[Items listed in a dataset]
########
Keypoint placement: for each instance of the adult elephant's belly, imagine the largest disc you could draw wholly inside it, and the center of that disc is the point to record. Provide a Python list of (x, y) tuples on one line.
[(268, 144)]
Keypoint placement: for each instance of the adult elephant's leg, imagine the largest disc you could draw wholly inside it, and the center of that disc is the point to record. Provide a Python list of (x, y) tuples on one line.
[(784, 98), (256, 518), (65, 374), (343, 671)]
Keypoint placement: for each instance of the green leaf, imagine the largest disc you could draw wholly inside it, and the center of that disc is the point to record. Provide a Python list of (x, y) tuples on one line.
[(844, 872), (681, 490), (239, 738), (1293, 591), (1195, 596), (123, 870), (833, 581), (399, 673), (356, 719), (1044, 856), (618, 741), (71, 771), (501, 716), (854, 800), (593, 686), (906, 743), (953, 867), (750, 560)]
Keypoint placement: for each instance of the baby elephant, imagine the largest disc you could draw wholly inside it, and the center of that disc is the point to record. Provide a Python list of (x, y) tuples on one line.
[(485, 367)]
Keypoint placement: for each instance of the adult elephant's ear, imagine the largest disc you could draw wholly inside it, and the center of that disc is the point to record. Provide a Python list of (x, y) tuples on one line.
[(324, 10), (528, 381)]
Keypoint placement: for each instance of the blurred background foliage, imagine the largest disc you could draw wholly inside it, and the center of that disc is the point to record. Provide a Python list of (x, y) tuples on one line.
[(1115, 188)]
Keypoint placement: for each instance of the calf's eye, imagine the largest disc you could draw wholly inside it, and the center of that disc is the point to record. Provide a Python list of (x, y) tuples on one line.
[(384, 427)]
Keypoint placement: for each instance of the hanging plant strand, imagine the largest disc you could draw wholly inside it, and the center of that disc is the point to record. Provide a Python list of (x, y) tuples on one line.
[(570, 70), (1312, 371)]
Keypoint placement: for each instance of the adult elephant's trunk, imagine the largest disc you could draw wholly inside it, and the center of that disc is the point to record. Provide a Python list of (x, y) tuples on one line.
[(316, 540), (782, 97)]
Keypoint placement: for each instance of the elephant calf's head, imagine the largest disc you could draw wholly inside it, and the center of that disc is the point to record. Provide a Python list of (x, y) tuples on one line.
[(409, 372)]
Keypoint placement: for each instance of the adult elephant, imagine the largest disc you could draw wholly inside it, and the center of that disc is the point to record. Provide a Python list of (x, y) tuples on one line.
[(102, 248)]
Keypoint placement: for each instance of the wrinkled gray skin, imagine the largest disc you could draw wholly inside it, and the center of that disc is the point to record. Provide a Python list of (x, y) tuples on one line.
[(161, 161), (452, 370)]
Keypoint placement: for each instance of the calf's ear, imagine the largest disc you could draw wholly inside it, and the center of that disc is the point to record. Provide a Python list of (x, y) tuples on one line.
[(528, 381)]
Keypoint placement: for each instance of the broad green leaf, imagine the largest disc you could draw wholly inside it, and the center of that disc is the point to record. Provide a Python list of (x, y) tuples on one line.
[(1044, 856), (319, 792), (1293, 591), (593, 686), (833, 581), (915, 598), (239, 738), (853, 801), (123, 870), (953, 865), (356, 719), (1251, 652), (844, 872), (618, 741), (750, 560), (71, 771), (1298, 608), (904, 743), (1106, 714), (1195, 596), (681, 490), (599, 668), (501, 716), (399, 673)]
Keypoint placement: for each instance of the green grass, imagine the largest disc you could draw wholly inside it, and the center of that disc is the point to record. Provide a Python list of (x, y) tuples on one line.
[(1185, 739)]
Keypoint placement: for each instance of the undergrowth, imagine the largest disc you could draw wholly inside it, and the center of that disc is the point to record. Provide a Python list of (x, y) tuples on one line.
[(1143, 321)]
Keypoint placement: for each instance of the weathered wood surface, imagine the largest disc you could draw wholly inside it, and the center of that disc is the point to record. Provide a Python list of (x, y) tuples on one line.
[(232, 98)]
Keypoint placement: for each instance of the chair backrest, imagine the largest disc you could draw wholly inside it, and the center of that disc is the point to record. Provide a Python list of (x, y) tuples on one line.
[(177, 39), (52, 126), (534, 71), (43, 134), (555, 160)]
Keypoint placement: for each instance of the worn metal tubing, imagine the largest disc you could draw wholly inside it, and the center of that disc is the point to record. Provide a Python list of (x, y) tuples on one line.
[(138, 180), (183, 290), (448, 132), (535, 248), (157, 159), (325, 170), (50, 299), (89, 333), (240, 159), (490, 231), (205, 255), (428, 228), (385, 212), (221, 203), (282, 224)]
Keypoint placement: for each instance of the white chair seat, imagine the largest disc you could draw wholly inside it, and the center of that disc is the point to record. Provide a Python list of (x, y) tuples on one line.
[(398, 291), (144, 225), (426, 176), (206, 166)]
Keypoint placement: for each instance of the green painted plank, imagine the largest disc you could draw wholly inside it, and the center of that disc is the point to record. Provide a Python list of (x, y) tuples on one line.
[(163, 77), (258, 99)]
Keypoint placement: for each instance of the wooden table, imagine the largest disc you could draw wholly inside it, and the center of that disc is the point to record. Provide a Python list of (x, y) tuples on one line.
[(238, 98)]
########
Task requirements:
Convert every line of the listing above into a Markdown table with the columns Row and Line, numbering each line and leaving out any blank lines.

Right answer:
| Row | Line |
|---|---|
| 1 | Keypoint placement: for each instance of the adult elephant's belly, imagine the largest disc you could draw wholly inside it, and the center of that disc is the point to record. Provide a Python list of (x, y) tuples on one line. |
| 2 | [(268, 144)] |
| 3 | Keypoint placement: for each instance of the adult elephant's leg, imagine the largest disc you could draw wholly inside it, and the center of that disc is the point to record. Provide a Python list of (x, y) tuples on one line. |
| 4 | [(784, 98), (256, 518), (65, 374), (343, 671)] |
| 5 | Keypoint placement: for each instance of the green leaf, imagine the largest disc you could draw wholly inside it, and the center of that disc is the point to record. Provide a Python list of (x, y) tuples on one line. |
| 6 | [(844, 872), (681, 490), (239, 738), (1293, 591), (1195, 596), (123, 870), (833, 581), (399, 673), (356, 719), (1044, 856), (618, 741), (71, 771), (501, 716), (854, 800), (593, 686), (906, 743), (953, 867), (750, 560)] |
| 7 | Keypoint placement: for each instance of the baby elephant, imagine the largest disc you could draw wholly inside it, and the center of that disc is the point to record. Provide a Python list of (x, y) tuples on one line. |
| 8 | [(485, 367)] |
| 9 | Keypoint placement: for each instance of the adult elephant's ear, imagine the largest disc you could draw wholly inside it, and the center of that disc is the point to record. Provide a Python list of (x, y) tuples on one line. |
| 10 | [(324, 10), (528, 381)] |
| 11 | Keypoint placement: for each instance of the blurred background foliage, imagine the largest disc you could draw wholly inside it, and the center of that disc is the point to record. Provide a Python list of (x, y) tuples on one line. |
| 12 | [(1115, 188)] |
| 13 | Keypoint placement: for each instance of the calf's eye, imagine the largest disc you could draw wholly inside it, and the center of that disc is the point to record. Provide a Python list of (x, y) tuples on one line. |
| 14 | [(384, 427)] |
| 15 | Keypoint placement: for each instance of the hanging plant strand, imagine the largest disc you could draw wholly inside it, and the center of that disc is the point to record. Provide a Python list of (x, y) tuples on one line. |
| 16 | [(570, 70), (1312, 371)] |
| 17 | Keypoint placement: for each instance of the adult elephant's trunk, imagine the largest disc you could draw wholly inside it, and the center of that disc is the point to record. Provide a Python list of (x, y) tuples on one line. |
| 18 | [(316, 540), (782, 97)] |
| 19 | Keypoint placement: for each instance of the elephant calf's head, imagine the largest disc you could draw wholly inside it, and the center of that disc is the point to record. Provide a Python list of (x, y) tuples on one line. |
| 20 | [(409, 372)] |
| 21 | Keypoint placement: for each instance of the adult elephant, imagine the largest disc you could draw wholly inside it, and the center of that disc is the point to record. Provide a Python list of (x, y) tuples on one line. |
| 22 | [(102, 248)] |
| 23 | Keypoint placement: for each instance of the wrinkled gray skin, imagine the largest disc you could draw wholly inside it, and the center of that disc is the point to record. Provide a Python list of (x, y) tuples on one line. |
| 24 | [(161, 161), (452, 370)] |
| 25 | Keypoint placement: for each instance of the calf's ear, imagine the largest disc you could draw wholly inside it, and the center of that disc is the point to record. Provide a Python list of (x, y) tuples on one line. |
| 26 | [(528, 381)] |
| 27 | Keypoint placement: for each instance of the broad green leaf, imagine the largest disc you could draw wholly inside it, and the center of that disc is the point to record. Provide a Python list of (x, y) tuples on one line. |
| 28 | [(1044, 856), (319, 792), (1293, 591), (593, 686), (833, 581), (915, 598), (239, 738), (853, 801), (123, 870), (953, 865), (356, 719), (1251, 652), (844, 872), (618, 741), (750, 560), (71, 771), (1298, 608), (904, 743), (1106, 714), (1195, 596), (681, 490), (599, 668), (501, 716), (399, 673)] |
| 29 | Keypoint placement: for each instance of the green grass, imagine the largest disc you could draw wholly inside it, and the center of that disc is the point to record. Provide a Python list of (x, y) tuples on one line. |
| 30 | [(1185, 739)] |
| 31 | Keypoint placement: for each instance of the undergrowth, imagine the largest disc you could draw wholly inside it, and the center of that disc is the point to record. Provide a Python list of (x, y) tuples on one line. |
| 32 | [(1143, 321)] |
| 33 | Keypoint placement: for each instance of the weathered wood surface, imagine the largest disc you could draw wholly inside it, and the center of that disc is the point to record. Provide a Python list of (x, y) tuples on one line. |
| 34 | [(232, 98)] |
| 35 | Keypoint placement: for each instance of the chair backrest, imagine the largest disc you could draw wholly inside it, and the center of that disc is the point to record. Provide a Python list of (x, y) tuples on one line. |
| 36 | [(177, 39), (52, 126), (534, 71), (43, 134), (555, 160)] |
| 37 | Keypoint placement: for each instance of the worn metal tubing, imagine the largest disc you could draw wholly inside it, and the center of that disc is the point to record. Provide a Python list of (x, y) tuples on one line. |
| 38 | [(138, 180), (183, 290), (448, 132), (535, 248), (157, 159), (325, 170), (50, 299), (89, 333), (240, 159), (490, 231), (205, 255), (428, 228), (385, 212), (221, 203), (282, 224)] |
| 39 | Keypoint placement: for each instance of the white chair seat, imagine the largest disc you could draw wholly inside it, and the center of that disc is the point to record. Provide a Python list of (x, y) tuples on one line. |
| 40 | [(398, 291), (144, 225), (426, 176), (206, 166)] |
| 41 | Keypoint placement: for each instance of the green painted plank, imagine the largest disc you could draw wholly inside it, and the center of that disc is the point to record. Provide a Python list of (x, y) tuples on one line. |
| 42 | [(163, 77), (258, 99)] |
| 43 | Keypoint placement: for each instance of the wooden table, imagine the largest disc you could draw wholly inside it, and the center of that disc is the point to record. Provide a Python list of (x, y) tuples on one line. |
| 44 | [(238, 98)] |